Stored items
+ + + + +

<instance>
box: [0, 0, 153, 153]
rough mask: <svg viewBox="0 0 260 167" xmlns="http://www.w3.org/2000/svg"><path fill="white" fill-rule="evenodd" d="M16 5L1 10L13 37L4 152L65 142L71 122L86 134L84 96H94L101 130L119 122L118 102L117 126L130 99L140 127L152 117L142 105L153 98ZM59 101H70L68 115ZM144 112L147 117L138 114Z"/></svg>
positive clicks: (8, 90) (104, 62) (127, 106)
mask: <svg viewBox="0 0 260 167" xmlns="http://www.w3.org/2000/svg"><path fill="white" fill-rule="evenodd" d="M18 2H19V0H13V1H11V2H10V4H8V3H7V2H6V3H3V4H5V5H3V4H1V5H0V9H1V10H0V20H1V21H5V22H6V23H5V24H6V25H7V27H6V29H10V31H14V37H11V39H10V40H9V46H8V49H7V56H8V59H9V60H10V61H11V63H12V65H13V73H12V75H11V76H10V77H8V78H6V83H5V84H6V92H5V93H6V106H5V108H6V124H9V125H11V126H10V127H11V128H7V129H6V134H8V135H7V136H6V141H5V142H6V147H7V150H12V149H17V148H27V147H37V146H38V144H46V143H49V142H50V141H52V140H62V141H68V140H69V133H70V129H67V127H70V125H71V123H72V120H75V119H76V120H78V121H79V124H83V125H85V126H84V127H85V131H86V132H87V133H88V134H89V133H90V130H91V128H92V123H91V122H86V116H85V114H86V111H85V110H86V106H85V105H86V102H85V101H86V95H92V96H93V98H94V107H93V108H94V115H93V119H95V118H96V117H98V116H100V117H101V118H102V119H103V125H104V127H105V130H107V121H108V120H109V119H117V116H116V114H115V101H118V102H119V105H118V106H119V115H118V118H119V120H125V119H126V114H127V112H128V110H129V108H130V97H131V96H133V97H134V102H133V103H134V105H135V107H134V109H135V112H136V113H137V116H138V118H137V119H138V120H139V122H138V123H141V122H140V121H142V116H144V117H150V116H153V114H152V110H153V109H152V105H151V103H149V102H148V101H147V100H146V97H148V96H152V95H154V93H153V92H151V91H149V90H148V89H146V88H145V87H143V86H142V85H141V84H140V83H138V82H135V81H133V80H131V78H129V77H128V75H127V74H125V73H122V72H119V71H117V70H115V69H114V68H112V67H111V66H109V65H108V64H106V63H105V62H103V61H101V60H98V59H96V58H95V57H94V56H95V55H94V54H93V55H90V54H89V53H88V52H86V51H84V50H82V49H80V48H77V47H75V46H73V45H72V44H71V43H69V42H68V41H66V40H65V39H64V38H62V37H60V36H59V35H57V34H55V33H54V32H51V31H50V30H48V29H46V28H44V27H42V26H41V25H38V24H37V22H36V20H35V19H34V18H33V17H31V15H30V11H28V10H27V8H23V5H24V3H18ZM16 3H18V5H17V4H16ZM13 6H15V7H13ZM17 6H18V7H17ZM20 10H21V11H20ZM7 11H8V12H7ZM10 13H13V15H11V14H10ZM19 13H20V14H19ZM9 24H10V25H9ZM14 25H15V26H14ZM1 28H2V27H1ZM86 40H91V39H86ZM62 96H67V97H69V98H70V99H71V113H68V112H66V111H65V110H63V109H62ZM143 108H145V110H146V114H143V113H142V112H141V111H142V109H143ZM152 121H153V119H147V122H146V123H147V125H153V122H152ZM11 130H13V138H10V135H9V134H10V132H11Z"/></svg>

+ + + + +

• _Exercise description_:
Rewrite the records from their start through the line containing "positive clicks: (8, 90) (104, 62) (127, 106)", switching "positive clicks" to "foreground clicks" and leaving everything else unchanged.

• _Reply_:
<instance>
box: [0, 0, 153, 153]
rough mask: <svg viewBox="0 0 260 167" xmlns="http://www.w3.org/2000/svg"><path fill="white" fill-rule="evenodd" d="M16 5L1 10L13 37L4 152L65 142L71 122L86 134L84 96H94L101 130L119 122L118 102L117 126L130 99L140 127L152 117L142 105L153 98ZM59 101H70L68 115ZM144 112L147 117L138 114Z"/></svg>
foreground clicks: (8, 90) (104, 62) (127, 106)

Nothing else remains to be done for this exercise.